**BLOQUE DE TEXTO:**
----------
En tiempos de storytelling y storyselling, en que usamos las historias para competir por la atención, la memoria y la adhesión de la audiencia, Baricco publicó un libro brevísimo que patea suavemente el tablero: narremos, dice, para alcanzar la “culminación” de nosotros mismos.
Nos pasamos el día escuchando cuentos que intentan decirnos cómo pensar. El cuento de un político, por ejemplo, sobre cómo, ahora sí, “podemos estar tranquilos” de que resolverán un problema que tiene décadas. O el cuento de una alta ejecutiva sobre cómo el alza en las ventas es un “hito” que “refuerza” el compromiso de la empresa con sus “colaboradores”. O el de la marca entusiasta de turno, donde todo es alegría y placer porque es sustentable, innovadora y pensada para nosotros.
Pero ahí mismo, en medio de ese barullo, perdidos, tal vez, en el tejido de historias más amplio que es la vida en sociedad, hay ciertos relatos, dice Baricco en La vía de la narración, que nacen para “dar sonido a ciertas vibraciones misteriosas del mundo”. Son relatos que no intentan guiar nuestra conducta, sino exteriorizar una inquietud que el mundo ha instalado en la persona que narra: una perturbación que ha quedado inscrita en ella tras tomar contacto con algo incomprensible o desconocido.
A veces, dice Baricco, notamos una anomalía, un glitch; nuestra imagen del mundo se pixela o cambia de color y aunque somos incapaces de explicar ese desajuste, esa “vibración” se nos queda grabada.
Podríamos olvidar esa vibración o meterla debajo de la alfombra. Pero a veces, dice Baricco, la vibración persiste y “genera un campo magnético a su alrededor” que atrae otras experiencias y otros recuerdos, y va armando una red de eventos e ideas que no para de crecer y comienza a empujar pidiendo una salida.
A ese objeto interno, que resulta del impacto de una “vibración”, Baricco lo llama “historia”. La historia, en su vocabulario, no es un cuento ni un relato. Es más bien la fuente de la cual podrán nutrirse un cuento o un relato: materiales que, inquietamente presentes, son a un tiempo inaprensibles e inevitables. Son un asunto urgente —hasta que la persona por fin los narra. “Lo que saca a la historia de sí misma”, dice Baricco, “es el acto de contarla”.
La urgencia por liberarnos de la presión de una historia la conocemos muy bien en su versión más banal. Él vecino le habla a la cámara para contar el violento asalto que vio. Una hermana nos cuenta la pesadilla que la desveló por horas. Un desconocido nos pregunta, en la cola del café, qué nos pareció el Tiny Desk de 31 minutos y enseguida lo resume, antes de que hayamos dicho nada. Y un colega diserta sobre el partido entre Chile y Samoa, aunque nadie sabe nada de rugby.
----------
**SECCIÓN DE DATOS:**
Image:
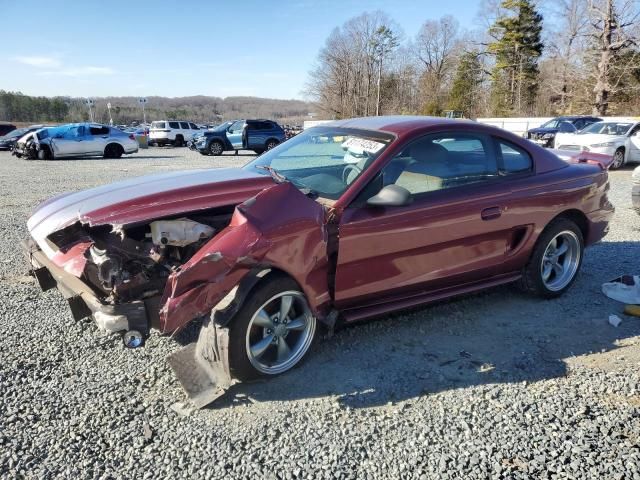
----------
**QUÉ HACER:**
1. Según el texto sobre Baricco, ¿cómo se titula el libro en el que habla de los relatos que nacen para dar sonido a vibraciones misteriosas del mundo?
2. Enumera todos los ejemplos que el texto sobre Baricco ofrece de la versión más banal de la urgencia por liberarnos de la presión de una historia.
3. Edita el texto sobre Baricco, comenzando con "Podríamos olvidar esa" y siguiendo hasta "pidiendo una salida.", y sustituye "alfombra" por "cama".

**RESPUESTAS:**
1. La vía de la narración.

2.
- El vecino que le habla a la cámara para contar el violento asalto que vio.
- Una hermana que nos cuenta la pesadilla que la desveló por horas.
- Un desconocido que, en la cola del café, nos pregunta qué nos pareció el Tiny Desk de 31 minutos y enseguida lo resume.
- Un colega que diserta sobre el partido entre Chile y Samoa, aunque nadie sabe nada de rugby.

3.
Podríamos olvidar esa vibración o meterla debajo de la cama. Pero a veces, dice Baricco, la vibración persiste y “genera un campo magnético a su alrededor” que atrae otras experiencias y otros recuerdos, y va armando una red de eventos e ideas que no para de crecer y comienza a empujar pidiendo una salida.